Photo-based referring expression data:
☆ ☆ ☆
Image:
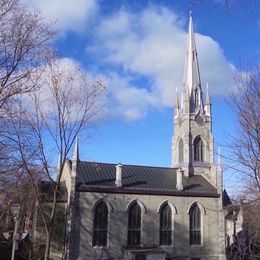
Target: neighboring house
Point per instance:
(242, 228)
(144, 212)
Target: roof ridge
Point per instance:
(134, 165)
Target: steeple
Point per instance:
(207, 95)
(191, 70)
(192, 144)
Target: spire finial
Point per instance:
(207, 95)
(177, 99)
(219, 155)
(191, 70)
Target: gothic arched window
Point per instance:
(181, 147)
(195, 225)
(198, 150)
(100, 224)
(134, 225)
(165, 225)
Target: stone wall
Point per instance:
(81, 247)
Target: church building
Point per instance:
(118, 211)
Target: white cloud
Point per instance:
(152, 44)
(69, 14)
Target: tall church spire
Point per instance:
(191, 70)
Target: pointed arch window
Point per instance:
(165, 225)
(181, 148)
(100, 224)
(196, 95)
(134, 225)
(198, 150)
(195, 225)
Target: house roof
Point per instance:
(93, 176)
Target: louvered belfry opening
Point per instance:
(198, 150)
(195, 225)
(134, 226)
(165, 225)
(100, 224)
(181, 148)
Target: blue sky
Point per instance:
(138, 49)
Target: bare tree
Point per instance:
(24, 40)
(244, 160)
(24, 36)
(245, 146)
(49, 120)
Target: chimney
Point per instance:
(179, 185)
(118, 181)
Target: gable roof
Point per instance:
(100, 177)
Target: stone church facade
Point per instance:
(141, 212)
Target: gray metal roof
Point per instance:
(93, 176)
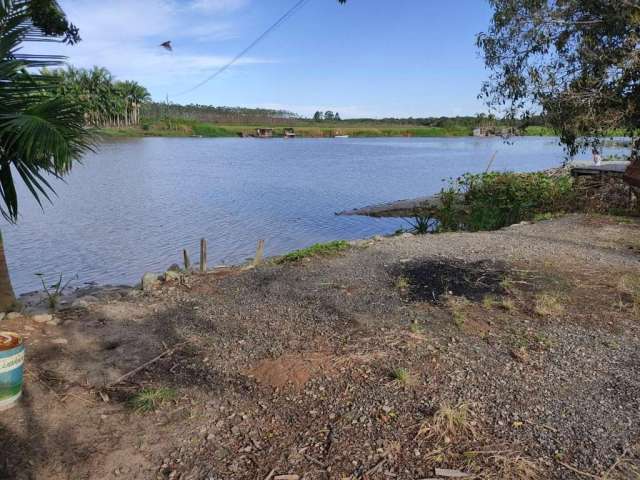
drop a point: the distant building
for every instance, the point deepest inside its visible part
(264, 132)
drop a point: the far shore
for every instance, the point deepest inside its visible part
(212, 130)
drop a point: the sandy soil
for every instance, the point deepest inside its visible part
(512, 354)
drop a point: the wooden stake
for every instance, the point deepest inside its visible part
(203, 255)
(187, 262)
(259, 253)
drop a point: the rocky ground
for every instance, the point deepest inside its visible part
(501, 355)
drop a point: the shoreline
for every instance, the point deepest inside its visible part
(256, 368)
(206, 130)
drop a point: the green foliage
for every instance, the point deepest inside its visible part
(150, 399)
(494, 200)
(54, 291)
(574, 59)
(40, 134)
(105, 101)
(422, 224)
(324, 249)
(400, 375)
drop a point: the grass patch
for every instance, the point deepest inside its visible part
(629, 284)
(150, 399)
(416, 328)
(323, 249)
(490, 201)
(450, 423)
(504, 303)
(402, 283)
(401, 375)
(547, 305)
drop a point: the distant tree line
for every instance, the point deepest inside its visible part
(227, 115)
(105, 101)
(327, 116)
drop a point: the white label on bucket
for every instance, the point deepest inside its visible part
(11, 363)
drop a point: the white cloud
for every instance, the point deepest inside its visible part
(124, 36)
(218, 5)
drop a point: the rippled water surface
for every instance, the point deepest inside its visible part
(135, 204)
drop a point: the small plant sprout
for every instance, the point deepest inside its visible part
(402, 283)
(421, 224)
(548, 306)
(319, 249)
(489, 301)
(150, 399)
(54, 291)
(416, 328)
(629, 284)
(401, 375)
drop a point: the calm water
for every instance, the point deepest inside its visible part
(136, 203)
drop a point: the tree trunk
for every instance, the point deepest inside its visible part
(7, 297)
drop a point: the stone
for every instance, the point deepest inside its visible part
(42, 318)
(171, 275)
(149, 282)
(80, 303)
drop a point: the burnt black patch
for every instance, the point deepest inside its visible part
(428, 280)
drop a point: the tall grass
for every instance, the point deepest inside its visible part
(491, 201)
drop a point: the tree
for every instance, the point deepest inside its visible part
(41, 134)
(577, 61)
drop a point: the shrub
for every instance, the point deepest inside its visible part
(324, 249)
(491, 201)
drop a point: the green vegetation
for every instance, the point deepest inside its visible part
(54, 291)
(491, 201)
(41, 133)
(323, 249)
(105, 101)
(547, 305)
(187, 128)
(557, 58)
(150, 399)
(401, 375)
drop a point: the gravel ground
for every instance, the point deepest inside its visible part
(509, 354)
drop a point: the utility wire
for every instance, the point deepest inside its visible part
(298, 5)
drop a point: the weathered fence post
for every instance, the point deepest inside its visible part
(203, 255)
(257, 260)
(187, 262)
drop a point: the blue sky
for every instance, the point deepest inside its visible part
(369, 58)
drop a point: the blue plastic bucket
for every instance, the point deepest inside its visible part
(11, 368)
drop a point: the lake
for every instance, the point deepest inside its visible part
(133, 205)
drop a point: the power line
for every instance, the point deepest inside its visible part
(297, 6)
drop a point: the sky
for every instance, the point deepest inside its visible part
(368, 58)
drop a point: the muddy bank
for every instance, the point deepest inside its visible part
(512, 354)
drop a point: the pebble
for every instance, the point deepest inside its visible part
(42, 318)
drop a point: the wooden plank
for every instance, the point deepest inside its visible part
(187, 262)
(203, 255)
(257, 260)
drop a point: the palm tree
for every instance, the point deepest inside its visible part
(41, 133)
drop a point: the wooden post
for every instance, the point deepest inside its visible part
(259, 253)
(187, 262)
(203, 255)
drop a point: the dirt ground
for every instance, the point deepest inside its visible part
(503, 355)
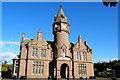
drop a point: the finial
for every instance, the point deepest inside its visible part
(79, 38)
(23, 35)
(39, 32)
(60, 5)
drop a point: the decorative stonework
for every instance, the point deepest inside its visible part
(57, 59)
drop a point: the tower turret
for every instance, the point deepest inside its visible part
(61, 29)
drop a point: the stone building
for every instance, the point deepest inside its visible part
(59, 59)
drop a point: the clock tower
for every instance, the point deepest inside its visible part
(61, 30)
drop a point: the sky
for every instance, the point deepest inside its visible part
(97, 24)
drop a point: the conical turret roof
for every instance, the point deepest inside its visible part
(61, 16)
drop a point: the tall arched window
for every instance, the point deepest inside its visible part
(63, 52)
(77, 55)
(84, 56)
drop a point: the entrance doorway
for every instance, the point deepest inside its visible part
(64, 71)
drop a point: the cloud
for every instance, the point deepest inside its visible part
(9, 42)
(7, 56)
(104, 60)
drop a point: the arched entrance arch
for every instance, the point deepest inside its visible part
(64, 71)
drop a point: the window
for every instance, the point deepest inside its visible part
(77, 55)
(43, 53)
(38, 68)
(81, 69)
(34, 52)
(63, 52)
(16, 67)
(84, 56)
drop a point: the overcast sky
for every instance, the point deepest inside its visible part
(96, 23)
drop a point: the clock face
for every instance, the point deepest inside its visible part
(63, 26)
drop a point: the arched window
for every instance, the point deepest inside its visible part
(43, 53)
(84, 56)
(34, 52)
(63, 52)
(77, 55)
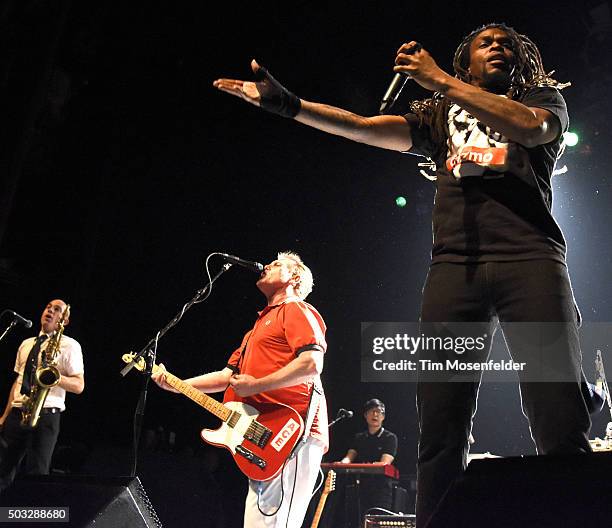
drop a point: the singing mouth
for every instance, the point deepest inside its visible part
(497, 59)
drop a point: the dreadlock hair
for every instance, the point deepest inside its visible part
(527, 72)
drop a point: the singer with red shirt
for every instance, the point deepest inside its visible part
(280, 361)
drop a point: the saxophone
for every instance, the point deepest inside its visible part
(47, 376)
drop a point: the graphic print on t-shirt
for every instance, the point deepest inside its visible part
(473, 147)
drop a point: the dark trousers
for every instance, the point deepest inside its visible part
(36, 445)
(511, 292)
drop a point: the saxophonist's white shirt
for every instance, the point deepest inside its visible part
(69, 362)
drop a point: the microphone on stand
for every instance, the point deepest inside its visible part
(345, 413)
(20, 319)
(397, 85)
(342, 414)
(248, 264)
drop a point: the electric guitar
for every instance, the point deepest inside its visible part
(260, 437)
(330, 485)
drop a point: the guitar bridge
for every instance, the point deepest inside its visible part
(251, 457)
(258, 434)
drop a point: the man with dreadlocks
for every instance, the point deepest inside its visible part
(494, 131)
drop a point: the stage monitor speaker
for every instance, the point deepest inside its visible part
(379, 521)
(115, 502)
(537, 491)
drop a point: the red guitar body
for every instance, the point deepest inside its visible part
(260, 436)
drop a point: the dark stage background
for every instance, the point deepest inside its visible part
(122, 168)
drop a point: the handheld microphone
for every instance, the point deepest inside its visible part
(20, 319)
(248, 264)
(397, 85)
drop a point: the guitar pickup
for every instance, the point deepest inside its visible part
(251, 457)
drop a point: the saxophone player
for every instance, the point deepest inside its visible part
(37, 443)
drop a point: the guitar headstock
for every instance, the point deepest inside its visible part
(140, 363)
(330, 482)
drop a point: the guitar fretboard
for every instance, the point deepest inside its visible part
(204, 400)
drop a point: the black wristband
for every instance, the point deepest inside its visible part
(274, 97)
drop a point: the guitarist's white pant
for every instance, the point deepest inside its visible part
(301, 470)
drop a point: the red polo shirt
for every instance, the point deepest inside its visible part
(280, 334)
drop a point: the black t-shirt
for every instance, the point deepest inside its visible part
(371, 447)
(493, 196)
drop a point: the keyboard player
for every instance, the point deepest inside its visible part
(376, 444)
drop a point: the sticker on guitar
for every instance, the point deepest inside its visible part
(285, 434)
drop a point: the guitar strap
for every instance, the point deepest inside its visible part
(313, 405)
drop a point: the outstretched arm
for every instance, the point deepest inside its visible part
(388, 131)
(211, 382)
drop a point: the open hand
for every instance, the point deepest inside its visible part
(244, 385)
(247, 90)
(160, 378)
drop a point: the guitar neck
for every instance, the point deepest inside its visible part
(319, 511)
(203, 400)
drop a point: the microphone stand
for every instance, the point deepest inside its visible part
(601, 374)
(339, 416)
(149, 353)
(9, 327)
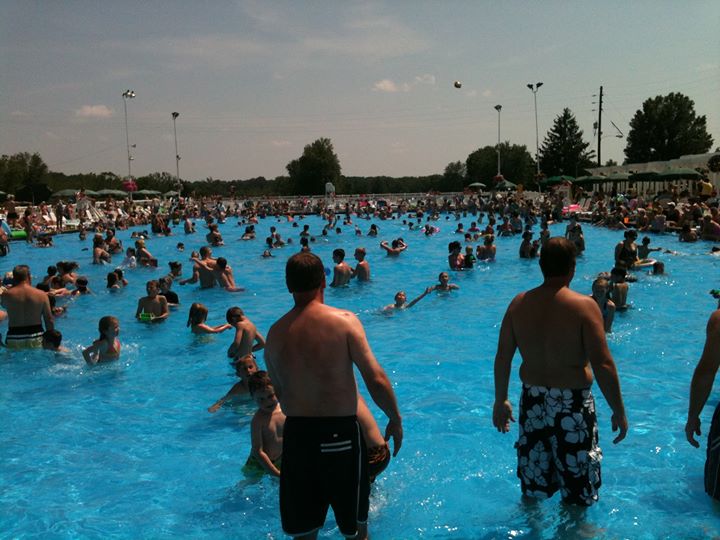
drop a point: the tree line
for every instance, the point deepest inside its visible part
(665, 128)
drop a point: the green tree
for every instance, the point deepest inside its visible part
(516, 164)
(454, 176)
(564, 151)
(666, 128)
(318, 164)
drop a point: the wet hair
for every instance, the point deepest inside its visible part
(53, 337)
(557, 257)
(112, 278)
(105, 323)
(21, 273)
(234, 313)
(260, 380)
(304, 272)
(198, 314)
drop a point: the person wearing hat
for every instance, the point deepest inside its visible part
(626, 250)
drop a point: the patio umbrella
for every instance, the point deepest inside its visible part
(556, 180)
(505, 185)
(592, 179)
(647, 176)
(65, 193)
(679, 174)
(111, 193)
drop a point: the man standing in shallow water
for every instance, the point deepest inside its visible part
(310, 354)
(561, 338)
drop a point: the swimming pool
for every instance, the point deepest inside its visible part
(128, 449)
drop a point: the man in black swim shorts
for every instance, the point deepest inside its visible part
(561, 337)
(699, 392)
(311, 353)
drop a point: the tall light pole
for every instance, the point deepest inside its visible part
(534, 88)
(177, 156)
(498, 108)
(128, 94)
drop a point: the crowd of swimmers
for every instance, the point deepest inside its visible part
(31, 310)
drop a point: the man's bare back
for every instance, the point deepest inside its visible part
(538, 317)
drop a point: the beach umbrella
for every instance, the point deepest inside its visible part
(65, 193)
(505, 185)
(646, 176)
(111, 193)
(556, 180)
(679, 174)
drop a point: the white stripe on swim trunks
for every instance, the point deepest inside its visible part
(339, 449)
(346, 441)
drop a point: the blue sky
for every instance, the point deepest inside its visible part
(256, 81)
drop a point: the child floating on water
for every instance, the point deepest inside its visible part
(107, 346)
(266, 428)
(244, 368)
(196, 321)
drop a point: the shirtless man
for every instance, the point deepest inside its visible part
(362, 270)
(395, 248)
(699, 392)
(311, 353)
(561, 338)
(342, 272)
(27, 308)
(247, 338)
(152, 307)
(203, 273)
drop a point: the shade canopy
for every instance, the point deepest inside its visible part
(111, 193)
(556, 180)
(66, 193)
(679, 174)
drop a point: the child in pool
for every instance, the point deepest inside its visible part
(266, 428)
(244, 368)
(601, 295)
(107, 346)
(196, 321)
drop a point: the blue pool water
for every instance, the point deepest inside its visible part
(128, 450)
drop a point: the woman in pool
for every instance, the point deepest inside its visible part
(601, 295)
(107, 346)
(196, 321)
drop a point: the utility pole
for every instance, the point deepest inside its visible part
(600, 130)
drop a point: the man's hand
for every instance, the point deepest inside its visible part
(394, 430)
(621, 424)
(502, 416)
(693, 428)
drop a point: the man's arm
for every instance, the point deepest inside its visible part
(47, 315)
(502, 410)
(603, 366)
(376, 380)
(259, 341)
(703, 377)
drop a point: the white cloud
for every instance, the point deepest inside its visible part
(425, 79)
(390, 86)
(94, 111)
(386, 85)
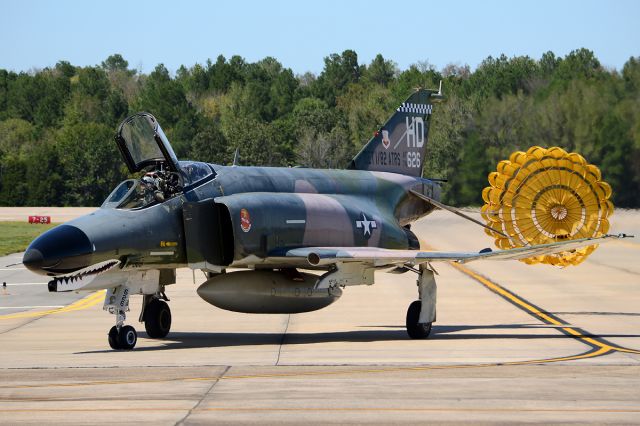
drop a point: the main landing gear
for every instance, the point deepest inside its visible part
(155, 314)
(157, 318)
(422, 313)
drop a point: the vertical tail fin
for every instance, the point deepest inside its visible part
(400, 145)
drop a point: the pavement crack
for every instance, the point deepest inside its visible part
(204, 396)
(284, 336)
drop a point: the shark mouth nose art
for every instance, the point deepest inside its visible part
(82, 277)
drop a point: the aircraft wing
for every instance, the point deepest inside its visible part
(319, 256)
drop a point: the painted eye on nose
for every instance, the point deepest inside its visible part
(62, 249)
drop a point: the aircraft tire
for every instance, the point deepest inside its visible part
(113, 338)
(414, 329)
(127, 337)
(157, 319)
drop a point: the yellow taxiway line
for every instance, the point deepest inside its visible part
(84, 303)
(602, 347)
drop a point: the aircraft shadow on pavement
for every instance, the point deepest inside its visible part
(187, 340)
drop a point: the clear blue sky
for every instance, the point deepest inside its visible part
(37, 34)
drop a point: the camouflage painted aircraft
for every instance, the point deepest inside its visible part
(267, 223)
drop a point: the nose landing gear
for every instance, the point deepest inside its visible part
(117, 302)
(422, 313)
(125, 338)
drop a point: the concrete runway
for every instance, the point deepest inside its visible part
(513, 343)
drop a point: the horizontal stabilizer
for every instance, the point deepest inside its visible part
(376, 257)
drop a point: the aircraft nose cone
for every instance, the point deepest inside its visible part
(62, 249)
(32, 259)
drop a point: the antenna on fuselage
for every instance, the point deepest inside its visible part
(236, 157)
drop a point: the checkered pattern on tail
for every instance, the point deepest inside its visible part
☆ ☆ ☆
DIRECTIONS
Nothing but the lines above from the one containing "drop a point: the aircraft tire" through the one containing "drop a point: the nose landing gear" should appear in the answer, each repeated exactly.

ANSWER BOX
drop a point: the aircraft tire
for every instance, the point deepest inside its visible part
(113, 338)
(414, 329)
(127, 337)
(157, 319)
drop a point: the yellow taxiway line
for every instance, the point deepest inside its visible part
(84, 303)
(602, 347)
drop a point: the aircraft shadow on pavement
for every instance, the point deepest inside its visible part
(187, 340)
drop a point: the clear blue sky
for every instance, the point deepest inside its visible part
(37, 34)
drop a point: the camouflage painted aircraft
for every instance, the point deepest inside its visible part
(267, 223)
drop a point: the nose landing gear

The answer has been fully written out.